Every line in the listing is to be echoed verbatim.

* * * * * * *

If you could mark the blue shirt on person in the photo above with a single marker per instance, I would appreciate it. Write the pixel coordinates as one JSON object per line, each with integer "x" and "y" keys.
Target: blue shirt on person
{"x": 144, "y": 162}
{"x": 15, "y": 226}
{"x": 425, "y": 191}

* * * * * * *

• [Output for this exercise]:
If you could mark the blue shirt on person in the photo above with a single marker per instance, I would appreciate it. Write the pixel coordinates as one JSON object per line, each with integer "x" and "y" keys.
Target: blue shirt on person
{"x": 144, "y": 162}
{"x": 15, "y": 226}
{"x": 425, "y": 191}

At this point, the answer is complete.